Point localization data:
▽
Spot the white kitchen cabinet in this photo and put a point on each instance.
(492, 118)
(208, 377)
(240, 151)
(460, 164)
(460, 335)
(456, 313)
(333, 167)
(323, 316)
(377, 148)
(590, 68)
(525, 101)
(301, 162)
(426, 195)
△
The answer must restate all of the entries exactly.

§ FINISHED TASK:
Spot the white kitchen cabinet in this photo and put a point on each instance.
(492, 118)
(208, 377)
(240, 151)
(460, 164)
(460, 335)
(456, 313)
(333, 167)
(323, 316)
(377, 148)
(590, 68)
(525, 101)
(301, 162)
(426, 195)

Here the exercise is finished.